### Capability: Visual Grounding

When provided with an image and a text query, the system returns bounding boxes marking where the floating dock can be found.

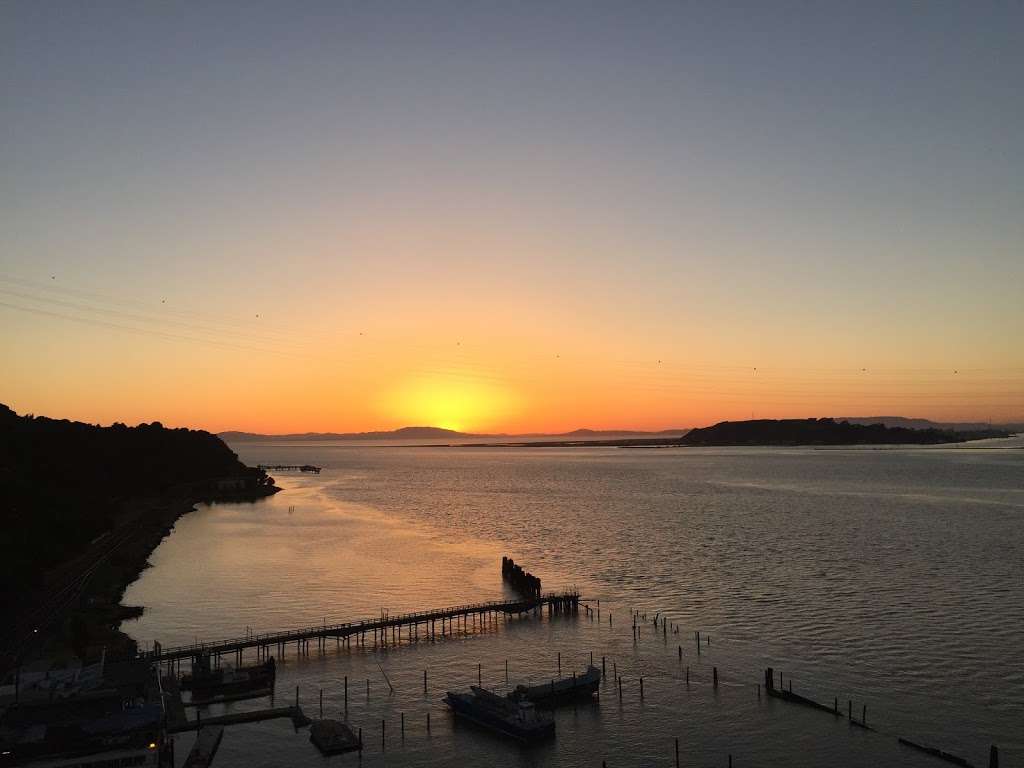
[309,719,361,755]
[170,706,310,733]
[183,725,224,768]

━━━━

The records above are to be repeated word for word, with the pictures omitted.

- _Answer section_
### Capability: Visual Grounding

When provided with an image and a text query, the system returns bounding boxes marking where the floating dock can be found.

[309,719,361,755]
[170,706,310,733]
[183,725,224,768]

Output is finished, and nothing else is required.